[begin Data rows]

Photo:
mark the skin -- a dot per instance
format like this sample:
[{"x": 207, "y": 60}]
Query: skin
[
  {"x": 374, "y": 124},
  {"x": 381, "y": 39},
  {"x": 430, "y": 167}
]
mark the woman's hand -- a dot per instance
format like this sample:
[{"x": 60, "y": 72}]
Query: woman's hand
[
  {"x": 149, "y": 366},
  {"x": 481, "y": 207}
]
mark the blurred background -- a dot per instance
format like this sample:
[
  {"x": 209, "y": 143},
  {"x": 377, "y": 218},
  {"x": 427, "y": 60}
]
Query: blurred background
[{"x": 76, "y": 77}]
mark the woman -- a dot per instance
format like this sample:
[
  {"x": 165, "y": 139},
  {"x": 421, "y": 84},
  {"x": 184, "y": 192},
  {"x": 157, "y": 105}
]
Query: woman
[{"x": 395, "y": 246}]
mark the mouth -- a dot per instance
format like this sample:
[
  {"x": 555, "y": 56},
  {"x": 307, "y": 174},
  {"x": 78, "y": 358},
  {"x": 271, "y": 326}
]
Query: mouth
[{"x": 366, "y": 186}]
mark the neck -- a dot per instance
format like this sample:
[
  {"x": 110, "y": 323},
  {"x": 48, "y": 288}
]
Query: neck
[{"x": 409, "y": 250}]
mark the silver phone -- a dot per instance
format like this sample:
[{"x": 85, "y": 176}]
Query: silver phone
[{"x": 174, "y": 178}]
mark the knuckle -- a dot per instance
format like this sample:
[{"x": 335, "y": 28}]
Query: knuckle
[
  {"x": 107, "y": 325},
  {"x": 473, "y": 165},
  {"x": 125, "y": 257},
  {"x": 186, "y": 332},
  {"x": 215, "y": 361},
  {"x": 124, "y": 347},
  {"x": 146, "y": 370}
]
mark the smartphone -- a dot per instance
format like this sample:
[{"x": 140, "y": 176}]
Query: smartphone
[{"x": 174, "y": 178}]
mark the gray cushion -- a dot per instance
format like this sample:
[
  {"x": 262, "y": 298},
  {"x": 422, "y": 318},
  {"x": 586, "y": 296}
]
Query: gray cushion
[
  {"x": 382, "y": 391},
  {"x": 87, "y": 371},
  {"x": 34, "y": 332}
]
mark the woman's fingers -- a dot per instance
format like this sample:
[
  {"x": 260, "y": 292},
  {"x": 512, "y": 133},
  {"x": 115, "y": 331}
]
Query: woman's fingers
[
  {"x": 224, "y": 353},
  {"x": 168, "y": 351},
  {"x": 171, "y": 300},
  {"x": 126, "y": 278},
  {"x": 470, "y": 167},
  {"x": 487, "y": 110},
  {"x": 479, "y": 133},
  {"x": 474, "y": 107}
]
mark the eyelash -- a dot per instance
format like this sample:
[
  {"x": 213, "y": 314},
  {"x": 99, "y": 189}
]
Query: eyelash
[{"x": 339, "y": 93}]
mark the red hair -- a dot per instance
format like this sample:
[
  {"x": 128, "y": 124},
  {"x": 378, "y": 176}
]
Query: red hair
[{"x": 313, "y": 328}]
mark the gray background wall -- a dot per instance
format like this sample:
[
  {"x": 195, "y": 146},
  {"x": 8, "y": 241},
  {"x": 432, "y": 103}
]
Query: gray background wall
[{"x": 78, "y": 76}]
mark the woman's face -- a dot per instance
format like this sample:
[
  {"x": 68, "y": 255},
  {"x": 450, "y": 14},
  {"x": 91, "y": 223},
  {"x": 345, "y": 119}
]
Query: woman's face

[end Data rows]

*The exercise*.
Edit the rows above so that "a dot per instance" becomes "one point per instance" wherever it appears. Keep everything else the same.

*Output for this task*.
Photo:
mark the skin -- one point per instance
format like this sample:
[{"x": 207, "y": 60}]
Query: skin
[
  {"x": 374, "y": 124},
  {"x": 381, "y": 39},
  {"x": 430, "y": 167}
]
mark the woman's hand -- one point per instance
format like this sample:
[{"x": 60, "y": 72}]
Query: woman's hand
[
  {"x": 149, "y": 366},
  {"x": 481, "y": 207}
]
mark the blurred background -- one point per instance
format like this sample:
[
  {"x": 209, "y": 143},
  {"x": 377, "y": 218},
  {"x": 427, "y": 60}
]
Query: blurred background
[{"x": 76, "y": 77}]
mark the woman -- one point per instance
format like this sample:
[
  {"x": 165, "y": 139},
  {"x": 421, "y": 84},
  {"x": 184, "y": 192},
  {"x": 157, "y": 105}
]
Query: woman
[{"x": 395, "y": 246}]
mark the mouth -- one point per instance
format like this sample:
[
  {"x": 555, "y": 56},
  {"x": 307, "y": 174},
  {"x": 78, "y": 358},
  {"x": 271, "y": 326}
]
Query: mouth
[{"x": 366, "y": 186}]
mark the neck -- one point per instance
format like this sample:
[
  {"x": 110, "y": 323},
  {"x": 48, "y": 288}
]
Query: neck
[{"x": 409, "y": 250}]
mark the silver phone -- one point per instance
format like this sample:
[{"x": 85, "y": 176}]
Query: silver phone
[{"x": 174, "y": 178}]
mark the knuckle -- one point per instance
format like this sample:
[{"x": 335, "y": 28}]
Query: knuckle
[
  {"x": 107, "y": 325},
  {"x": 473, "y": 165},
  {"x": 125, "y": 257},
  {"x": 186, "y": 332},
  {"x": 215, "y": 361},
  {"x": 124, "y": 347},
  {"x": 146, "y": 370}
]
mark the smartphone -- one point per instance
format like this sample:
[{"x": 140, "y": 176}]
Query: smartphone
[{"x": 174, "y": 178}]
mark the gray cushion -- one point per instance
format like this sample:
[
  {"x": 262, "y": 298},
  {"x": 422, "y": 318},
  {"x": 586, "y": 296}
]
Query: gray cushion
[
  {"x": 382, "y": 391},
  {"x": 87, "y": 371},
  {"x": 34, "y": 332}
]
mark the woman's fingers -- one point per instance
format like this sample:
[
  {"x": 260, "y": 292},
  {"x": 512, "y": 133},
  {"x": 115, "y": 331}
]
Query: woman's fingers
[
  {"x": 224, "y": 353},
  {"x": 168, "y": 351},
  {"x": 171, "y": 300},
  {"x": 126, "y": 278},
  {"x": 470, "y": 167},
  {"x": 487, "y": 110},
  {"x": 479, "y": 133},
  {"x": 474, "y": 107}
]
mark the eyelash -- one point per instance
format like this sample:
[
  {"x": 213, "y": 314},
  {"x": 99, "y": 189}
]
Query: eyelash
[{"x": 339, "y": 93}]
mark the red hair -- one point per instance
format like this sample:
[
  {"x": 128, "y": 124},
  {"x": 378, "y": 176}
]
Query: red hair
[{"x": 313, "y": 328}]
mark the gray background wall -- one point per instance
format like this sample:
[
  {"x": 195, "y": 146},
  {"x": 8, "y": 241},
  {"x": 432, "y": 103}
]
Query: gray background wall
[{"x": 78, "y": 76}]
mark the woman's face -- one point per instance
format like this sample:
[
  {"x": 68, "y": 255},
  {"x": 450, "y": 14},
  {"x": 91, "y": 223},
  {"x": 345, "y": 119}
]
Query: woman's face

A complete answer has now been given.